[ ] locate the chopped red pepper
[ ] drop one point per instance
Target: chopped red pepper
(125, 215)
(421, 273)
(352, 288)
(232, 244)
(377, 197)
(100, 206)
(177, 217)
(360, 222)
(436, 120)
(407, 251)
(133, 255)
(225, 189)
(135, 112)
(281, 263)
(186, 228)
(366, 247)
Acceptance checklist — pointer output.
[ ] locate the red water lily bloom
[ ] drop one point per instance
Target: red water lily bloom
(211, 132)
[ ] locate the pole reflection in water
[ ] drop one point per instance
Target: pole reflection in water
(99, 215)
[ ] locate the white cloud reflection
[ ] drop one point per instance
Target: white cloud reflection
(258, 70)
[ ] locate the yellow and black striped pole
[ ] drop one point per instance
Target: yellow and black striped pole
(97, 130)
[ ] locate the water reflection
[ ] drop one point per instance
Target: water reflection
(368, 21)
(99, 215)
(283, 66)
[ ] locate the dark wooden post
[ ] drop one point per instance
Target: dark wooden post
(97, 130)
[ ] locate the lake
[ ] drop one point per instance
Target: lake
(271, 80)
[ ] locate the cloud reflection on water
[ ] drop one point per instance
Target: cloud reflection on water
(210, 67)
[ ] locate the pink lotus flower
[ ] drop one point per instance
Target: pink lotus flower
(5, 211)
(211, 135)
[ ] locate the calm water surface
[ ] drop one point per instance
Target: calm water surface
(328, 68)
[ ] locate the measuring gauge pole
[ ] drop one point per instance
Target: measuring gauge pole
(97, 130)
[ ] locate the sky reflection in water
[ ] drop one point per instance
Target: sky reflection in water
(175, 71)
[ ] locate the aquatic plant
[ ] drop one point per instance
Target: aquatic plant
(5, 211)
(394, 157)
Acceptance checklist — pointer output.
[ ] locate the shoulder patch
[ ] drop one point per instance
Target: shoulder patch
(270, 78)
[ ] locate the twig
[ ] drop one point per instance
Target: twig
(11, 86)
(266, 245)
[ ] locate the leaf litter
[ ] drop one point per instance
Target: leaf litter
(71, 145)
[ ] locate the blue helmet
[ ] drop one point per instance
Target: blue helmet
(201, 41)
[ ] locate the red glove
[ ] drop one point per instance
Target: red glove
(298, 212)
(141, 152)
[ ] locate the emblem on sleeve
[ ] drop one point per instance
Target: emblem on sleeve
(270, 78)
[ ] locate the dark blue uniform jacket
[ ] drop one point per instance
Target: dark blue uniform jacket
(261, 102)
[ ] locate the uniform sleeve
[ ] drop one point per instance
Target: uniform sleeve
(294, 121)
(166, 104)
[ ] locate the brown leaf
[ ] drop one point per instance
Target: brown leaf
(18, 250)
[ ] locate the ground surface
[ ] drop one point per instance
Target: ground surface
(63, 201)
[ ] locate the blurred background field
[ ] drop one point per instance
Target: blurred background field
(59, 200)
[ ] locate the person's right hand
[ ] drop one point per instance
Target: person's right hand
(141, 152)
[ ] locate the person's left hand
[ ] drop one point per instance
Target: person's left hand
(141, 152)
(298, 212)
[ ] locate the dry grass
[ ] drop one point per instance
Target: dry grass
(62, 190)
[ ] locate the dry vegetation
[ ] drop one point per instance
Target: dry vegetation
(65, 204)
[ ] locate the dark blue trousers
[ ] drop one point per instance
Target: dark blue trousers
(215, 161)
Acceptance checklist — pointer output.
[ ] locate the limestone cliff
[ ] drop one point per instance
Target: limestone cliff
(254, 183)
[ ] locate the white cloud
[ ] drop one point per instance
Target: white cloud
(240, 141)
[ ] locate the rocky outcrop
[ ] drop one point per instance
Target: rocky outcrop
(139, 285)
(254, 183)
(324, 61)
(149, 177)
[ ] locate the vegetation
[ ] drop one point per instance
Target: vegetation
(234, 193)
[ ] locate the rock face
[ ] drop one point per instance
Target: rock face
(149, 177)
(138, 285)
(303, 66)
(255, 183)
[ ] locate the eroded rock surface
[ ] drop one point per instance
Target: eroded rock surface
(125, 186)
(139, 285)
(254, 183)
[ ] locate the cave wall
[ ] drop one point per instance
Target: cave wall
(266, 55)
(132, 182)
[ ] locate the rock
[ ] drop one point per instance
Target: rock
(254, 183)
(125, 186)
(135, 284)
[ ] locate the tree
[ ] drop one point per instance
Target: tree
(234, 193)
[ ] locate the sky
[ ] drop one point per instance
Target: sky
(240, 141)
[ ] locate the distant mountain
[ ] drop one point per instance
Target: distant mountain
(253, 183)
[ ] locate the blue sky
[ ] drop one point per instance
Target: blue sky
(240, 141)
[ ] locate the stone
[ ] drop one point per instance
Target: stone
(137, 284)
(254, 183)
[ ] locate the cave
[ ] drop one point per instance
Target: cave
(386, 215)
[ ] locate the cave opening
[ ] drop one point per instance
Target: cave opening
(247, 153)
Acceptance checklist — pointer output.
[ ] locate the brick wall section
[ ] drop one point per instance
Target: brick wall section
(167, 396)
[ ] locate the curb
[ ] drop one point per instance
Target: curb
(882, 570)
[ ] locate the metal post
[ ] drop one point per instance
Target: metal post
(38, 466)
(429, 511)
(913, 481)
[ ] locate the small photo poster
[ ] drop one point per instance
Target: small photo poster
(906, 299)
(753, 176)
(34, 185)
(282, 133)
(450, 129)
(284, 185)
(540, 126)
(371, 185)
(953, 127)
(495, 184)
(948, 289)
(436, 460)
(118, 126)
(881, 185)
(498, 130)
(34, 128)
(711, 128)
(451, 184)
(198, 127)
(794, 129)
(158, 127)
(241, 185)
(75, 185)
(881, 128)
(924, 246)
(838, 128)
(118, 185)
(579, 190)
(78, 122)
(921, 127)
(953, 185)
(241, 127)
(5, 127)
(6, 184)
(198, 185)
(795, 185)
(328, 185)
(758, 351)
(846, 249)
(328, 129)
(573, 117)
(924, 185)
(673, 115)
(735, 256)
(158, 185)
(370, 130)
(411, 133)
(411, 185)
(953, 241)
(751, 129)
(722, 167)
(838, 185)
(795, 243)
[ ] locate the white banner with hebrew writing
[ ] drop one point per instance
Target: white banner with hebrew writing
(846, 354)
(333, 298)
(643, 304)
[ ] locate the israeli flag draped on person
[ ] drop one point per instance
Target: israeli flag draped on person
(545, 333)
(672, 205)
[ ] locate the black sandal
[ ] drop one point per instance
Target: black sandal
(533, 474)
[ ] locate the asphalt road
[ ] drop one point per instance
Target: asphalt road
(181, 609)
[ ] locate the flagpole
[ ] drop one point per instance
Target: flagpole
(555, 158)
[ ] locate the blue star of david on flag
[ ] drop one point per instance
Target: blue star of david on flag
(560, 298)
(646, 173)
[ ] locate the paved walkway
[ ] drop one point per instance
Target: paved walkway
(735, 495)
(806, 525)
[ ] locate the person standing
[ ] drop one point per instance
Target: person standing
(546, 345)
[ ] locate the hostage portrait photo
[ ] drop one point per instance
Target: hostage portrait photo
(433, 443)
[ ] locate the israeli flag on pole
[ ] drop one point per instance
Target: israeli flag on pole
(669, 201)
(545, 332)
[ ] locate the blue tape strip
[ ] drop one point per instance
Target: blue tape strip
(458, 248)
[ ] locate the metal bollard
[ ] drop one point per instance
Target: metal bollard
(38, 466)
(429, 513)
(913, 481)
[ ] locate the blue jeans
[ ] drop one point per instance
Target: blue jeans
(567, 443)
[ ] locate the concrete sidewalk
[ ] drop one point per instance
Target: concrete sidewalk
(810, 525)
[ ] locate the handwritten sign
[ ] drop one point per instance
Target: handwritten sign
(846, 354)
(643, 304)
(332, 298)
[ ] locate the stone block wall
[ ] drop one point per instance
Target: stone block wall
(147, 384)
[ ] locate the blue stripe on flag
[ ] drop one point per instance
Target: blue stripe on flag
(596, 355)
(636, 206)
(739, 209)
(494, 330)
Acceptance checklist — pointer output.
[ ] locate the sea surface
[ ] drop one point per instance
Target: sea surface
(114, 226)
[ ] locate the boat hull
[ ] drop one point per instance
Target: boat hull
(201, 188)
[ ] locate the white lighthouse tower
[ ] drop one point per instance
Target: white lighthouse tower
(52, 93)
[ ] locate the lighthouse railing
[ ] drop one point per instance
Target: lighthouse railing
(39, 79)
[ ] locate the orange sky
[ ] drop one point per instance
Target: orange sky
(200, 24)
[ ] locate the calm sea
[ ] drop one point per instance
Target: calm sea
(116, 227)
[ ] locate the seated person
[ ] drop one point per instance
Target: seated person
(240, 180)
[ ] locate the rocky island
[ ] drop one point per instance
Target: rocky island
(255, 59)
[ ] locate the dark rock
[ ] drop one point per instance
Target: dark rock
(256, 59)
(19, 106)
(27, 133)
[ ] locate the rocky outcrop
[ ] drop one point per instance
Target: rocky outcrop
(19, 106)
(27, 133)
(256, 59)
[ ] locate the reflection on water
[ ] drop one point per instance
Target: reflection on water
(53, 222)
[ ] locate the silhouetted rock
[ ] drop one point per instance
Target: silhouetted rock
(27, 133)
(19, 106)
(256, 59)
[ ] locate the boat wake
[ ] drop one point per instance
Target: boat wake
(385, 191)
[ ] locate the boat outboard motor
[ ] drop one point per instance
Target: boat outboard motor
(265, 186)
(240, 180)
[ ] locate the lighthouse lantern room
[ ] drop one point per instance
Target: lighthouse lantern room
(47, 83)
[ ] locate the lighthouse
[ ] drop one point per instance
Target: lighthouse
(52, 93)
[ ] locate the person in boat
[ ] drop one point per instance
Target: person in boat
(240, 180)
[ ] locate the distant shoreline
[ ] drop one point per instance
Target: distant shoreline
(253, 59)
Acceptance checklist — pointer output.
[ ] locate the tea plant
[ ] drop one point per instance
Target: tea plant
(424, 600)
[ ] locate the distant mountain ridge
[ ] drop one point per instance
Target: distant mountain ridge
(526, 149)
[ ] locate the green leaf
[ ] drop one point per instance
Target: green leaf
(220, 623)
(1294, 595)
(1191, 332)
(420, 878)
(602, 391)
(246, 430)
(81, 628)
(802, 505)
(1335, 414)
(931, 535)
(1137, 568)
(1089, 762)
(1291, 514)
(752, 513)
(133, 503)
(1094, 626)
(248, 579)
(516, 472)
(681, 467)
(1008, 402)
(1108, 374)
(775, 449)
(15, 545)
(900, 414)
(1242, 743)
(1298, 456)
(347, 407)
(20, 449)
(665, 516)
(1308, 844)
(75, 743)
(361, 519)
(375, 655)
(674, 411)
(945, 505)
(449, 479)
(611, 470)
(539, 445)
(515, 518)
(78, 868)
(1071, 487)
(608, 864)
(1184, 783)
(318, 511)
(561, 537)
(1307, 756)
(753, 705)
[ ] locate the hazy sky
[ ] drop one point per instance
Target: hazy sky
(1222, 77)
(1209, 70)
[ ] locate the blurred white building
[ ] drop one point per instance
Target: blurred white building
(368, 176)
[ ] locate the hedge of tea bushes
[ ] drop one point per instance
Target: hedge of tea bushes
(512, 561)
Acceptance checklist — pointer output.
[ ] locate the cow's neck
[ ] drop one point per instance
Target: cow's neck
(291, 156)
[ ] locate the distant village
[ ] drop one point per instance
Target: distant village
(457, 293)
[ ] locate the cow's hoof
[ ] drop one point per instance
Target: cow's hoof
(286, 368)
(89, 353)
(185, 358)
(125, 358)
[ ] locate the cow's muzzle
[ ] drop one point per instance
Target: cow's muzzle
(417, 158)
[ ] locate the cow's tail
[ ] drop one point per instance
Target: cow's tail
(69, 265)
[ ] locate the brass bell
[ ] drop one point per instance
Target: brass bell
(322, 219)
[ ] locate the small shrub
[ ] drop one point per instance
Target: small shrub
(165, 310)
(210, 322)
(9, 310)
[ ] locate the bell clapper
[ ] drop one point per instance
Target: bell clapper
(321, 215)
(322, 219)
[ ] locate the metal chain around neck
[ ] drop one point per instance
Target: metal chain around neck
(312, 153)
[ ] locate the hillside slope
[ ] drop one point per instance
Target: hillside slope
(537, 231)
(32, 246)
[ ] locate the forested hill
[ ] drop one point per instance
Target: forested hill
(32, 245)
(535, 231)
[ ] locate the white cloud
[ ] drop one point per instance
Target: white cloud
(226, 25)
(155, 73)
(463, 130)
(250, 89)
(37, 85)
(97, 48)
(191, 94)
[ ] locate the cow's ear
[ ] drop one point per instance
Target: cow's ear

## TASK INSTRUCTIONS
Repeat, word for word, every line from the line that contains "[ ] locate the bell clapper" to the end of the entries; include both of those lines and no others.

## EXERCISE ANSWER
[ ] locate the bell clapper
[ ] drop one point per instance
Target: bell clapper
(321, 215)
(322, 219)
[ ] locate the metal chain around neck
[ ] drop one point per instance
Target: metal chain around neck
(312, 153)
[ ] locate the hillside slope
[ ] drop one point per instance
Target: hillside slope
(537, 231)
(32, 246)
[ ] locate the forested hill
[ ] drop one point per instance
Target: forested hill
(32, 245)
(535, 231)
[ ] locate the white cloud
[ ] drop one point per instance
Target: white cloud
(226, 25)
(155, 73)
(463, 130)
(250, 89)
(37, 85)
(97, 48)
(191, 94)
[ ] locate the cow's ear
[ ] drop one point per instance
Target: cow's ear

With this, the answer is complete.